Records from a collection
☆ ☆ ☆ ☆ ☆

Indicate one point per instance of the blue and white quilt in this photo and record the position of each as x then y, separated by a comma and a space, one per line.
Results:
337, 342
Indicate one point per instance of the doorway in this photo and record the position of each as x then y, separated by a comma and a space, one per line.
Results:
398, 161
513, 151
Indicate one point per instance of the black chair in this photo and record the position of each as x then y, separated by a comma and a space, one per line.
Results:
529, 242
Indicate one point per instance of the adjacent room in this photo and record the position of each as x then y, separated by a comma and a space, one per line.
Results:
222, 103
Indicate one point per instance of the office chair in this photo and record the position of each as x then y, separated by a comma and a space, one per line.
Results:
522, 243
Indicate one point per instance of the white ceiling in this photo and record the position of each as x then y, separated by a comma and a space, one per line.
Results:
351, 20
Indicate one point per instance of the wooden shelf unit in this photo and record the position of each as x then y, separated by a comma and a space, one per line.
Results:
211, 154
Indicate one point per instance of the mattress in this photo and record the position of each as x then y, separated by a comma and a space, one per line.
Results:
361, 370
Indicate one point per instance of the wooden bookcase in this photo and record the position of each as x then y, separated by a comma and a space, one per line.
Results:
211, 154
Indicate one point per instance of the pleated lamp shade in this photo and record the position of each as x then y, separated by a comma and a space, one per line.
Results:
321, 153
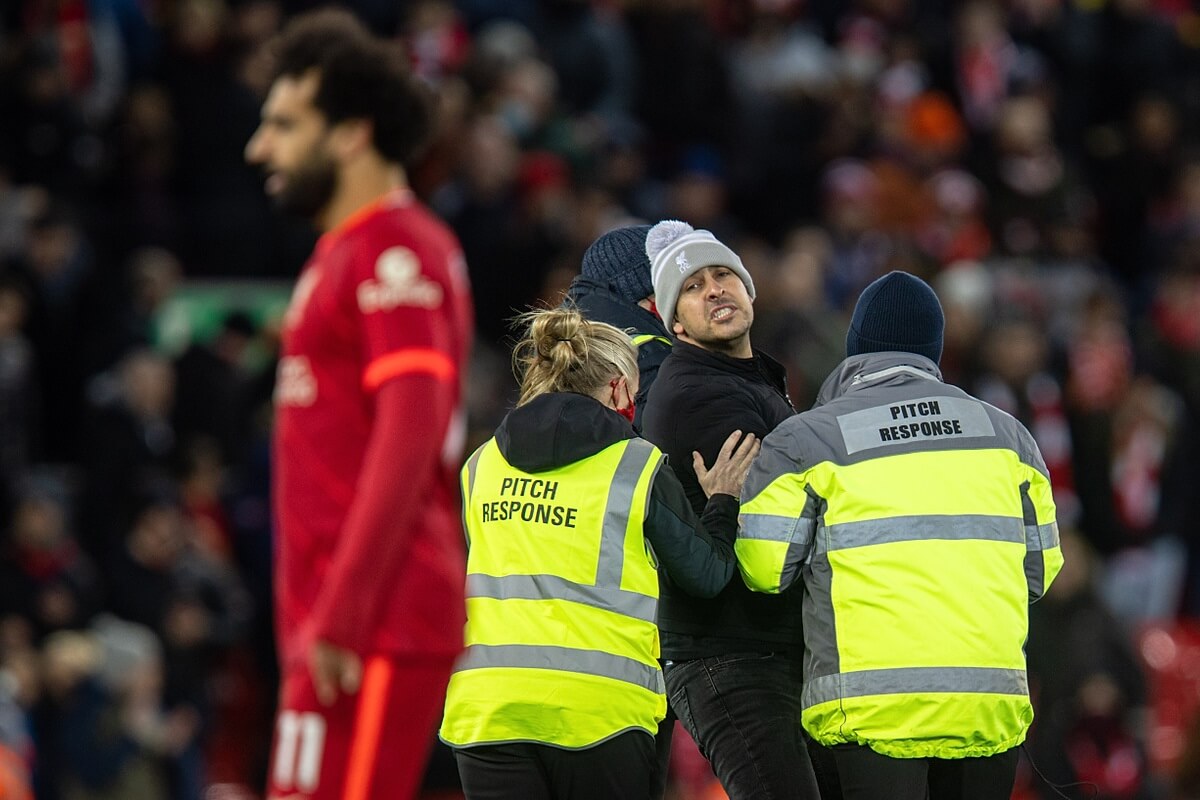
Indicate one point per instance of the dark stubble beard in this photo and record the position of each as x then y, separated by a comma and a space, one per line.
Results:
309, 188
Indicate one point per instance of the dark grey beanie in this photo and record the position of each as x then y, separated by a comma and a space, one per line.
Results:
897, 312
618, 259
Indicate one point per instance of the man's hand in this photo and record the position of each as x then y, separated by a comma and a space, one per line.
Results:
730, 469
334, 671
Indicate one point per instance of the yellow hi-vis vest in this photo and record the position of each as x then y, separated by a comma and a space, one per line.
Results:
921, 543
562, 593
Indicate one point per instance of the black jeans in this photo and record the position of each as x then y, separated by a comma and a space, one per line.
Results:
743, 709
618, 768
867, 775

☆ ☆ ☆ ☆ ☆

Problem to solve: Take the line with "Indicate one point per instance of the office" as the first line and the last line of the records above as the final one; reproduce exactly the lines between them, both included, without pictures.

The answer:
Indicate one point per instance of the office chair in this photo and record the position of each as x then y, separated by a comma and a space, one per line.
Results:
522, 243
Indicate one point per instance of the white ceiling in this photo and record the position of each as x then y, separated by a comma and a space, one per line.
Results:
351, 20
Indicate one point per instance of the wooden shelf unit in this photo and record the position of each as x then y, separated by a comma and a space, one per line.
Results:
211, 154
Indicate one point per instance of the mattress in this photo and record the position of each as x then y, separated by a comma and a space, one per line.
Results:
361, 370
Indicate one point per instance of the wooden bookcase in this photo and record the position of each as x then y, separated by a comma and a space, one per line.
Results:
211, 154
Indicate one point per instance of the pleated lamp shade in this photo and record the position of each as x then y, separated by a comma and a space, one per line.
Results:
321, 153
Indicate one point per instance of the dark stubble beard in this photo and record the position of each as x then y, separated by a comma and a space, one per line.
Results:
309, 188
Indicate one point per instance of the dark grey beanie in this photo and record the position of each as x then y, separated by a comma and a space, one per line.
Results:
897, 312
618, 259
Indicate one point per instance of the man's hand in this photo and record the position of each as x then y, separated by a comma and a space, one per line.
Results:
730, 469
334, 671
Indicate one point per instance of the yellow hi-vis vest in this photo and record the position of each as x then y, separated by a comma and a space, one per line.
Results:
921, 543
562, 593
Indicate one point per instance of the black jeans in this photo and record the position of each as x then y, separated by a comma and a space, one per line.
Results:
743, 709
618, 768
867, 775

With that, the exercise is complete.